(Records contained in a dataset)
□ □ □ □ □

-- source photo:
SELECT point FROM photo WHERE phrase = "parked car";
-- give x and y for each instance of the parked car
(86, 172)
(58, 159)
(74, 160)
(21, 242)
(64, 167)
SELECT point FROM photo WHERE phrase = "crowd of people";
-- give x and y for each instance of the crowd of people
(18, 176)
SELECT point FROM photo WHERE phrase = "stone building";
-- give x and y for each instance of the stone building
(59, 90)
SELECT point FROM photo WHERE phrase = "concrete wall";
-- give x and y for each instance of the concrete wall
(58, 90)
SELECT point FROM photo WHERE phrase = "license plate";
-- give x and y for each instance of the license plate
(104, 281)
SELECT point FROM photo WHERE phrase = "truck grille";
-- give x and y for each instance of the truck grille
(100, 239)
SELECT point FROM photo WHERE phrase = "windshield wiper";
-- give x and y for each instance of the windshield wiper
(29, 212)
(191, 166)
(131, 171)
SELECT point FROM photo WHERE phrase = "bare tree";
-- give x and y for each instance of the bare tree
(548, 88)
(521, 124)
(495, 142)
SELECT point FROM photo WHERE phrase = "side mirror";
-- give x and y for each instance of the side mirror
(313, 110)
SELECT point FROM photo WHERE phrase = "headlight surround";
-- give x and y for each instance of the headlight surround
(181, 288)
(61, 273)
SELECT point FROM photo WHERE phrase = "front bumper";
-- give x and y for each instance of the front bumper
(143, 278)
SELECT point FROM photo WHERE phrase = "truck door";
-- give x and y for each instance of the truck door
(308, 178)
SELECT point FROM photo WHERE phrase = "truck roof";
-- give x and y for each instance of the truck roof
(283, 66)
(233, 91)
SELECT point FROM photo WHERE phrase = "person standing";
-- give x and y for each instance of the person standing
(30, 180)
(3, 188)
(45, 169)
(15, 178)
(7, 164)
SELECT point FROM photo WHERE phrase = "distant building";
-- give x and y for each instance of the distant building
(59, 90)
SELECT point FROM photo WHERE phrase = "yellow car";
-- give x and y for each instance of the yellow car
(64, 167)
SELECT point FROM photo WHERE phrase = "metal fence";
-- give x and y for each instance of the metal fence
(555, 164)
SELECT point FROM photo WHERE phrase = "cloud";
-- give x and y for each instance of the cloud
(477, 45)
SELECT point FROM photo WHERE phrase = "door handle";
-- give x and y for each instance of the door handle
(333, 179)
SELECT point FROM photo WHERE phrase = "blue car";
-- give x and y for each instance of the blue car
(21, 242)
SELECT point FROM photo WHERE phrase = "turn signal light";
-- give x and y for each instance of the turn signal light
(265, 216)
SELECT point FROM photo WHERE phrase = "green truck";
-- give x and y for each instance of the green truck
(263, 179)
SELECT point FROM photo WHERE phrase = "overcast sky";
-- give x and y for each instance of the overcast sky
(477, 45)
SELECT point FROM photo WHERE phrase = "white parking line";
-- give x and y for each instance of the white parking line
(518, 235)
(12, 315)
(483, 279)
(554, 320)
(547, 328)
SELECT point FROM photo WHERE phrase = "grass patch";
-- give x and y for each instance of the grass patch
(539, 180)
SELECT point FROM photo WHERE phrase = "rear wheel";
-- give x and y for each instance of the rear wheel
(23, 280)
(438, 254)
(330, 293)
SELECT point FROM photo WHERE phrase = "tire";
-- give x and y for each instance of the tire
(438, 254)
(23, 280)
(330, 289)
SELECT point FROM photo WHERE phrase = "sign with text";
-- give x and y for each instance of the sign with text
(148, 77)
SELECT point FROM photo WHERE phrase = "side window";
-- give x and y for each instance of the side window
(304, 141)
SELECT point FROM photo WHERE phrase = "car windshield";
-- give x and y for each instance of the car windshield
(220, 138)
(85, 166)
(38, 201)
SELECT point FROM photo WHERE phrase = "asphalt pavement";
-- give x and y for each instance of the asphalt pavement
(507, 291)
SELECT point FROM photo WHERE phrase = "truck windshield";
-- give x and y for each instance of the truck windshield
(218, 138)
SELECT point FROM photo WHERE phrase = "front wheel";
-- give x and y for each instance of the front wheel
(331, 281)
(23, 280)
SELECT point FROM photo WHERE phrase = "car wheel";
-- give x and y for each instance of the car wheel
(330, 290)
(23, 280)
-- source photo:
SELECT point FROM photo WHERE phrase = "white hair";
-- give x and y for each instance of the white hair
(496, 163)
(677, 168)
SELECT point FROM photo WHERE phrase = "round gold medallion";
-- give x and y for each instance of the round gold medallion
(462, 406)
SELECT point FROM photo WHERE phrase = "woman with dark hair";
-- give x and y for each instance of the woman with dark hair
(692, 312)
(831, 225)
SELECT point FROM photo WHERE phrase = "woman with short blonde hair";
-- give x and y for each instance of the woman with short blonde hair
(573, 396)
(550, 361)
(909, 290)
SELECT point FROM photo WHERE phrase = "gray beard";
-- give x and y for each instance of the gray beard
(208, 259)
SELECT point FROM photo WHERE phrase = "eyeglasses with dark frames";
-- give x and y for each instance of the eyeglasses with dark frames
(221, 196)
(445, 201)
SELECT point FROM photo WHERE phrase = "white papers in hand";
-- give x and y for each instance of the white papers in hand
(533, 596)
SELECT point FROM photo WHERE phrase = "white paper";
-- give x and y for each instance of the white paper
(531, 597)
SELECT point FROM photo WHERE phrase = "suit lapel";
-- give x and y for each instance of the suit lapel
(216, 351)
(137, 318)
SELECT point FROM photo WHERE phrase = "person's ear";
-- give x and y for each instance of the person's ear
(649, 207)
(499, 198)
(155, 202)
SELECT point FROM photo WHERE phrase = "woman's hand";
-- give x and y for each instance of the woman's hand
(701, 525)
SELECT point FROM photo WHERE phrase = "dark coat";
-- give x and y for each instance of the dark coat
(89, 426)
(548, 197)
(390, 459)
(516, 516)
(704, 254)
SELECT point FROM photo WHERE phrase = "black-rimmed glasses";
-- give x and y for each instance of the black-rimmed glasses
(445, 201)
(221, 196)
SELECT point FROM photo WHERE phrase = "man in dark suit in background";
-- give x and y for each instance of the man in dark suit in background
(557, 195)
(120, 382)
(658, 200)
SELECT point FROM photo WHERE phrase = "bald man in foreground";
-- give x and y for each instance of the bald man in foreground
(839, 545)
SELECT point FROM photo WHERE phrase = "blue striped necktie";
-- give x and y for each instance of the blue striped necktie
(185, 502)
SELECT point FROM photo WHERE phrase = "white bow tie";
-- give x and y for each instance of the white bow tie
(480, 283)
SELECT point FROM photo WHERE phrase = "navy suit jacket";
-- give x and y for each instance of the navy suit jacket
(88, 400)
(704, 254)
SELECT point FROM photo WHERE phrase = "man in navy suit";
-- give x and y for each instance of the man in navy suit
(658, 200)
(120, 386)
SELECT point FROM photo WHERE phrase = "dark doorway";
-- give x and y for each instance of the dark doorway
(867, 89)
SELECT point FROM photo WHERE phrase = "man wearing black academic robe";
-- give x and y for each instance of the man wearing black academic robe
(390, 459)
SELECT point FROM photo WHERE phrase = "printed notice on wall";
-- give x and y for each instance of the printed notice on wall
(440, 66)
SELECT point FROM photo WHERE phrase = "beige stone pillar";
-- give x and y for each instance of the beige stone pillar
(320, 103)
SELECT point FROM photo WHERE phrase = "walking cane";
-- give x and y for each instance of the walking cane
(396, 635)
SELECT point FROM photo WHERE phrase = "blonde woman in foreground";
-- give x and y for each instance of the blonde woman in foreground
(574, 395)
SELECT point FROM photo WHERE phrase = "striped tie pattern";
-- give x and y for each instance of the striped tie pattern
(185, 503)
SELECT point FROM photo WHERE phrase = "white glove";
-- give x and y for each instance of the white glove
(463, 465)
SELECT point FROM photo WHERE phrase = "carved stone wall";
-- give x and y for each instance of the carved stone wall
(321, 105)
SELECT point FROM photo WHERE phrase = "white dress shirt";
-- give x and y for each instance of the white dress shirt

□ □ □ □ □

YOUR GOAL. Check the records above and copy each line that has the string "shirt".

SOLUTION TO THIS TASK.
SELECT point FROM photo WHERE phrase = "white dress shirt";
-- give x and y for each instance of the white dress shirt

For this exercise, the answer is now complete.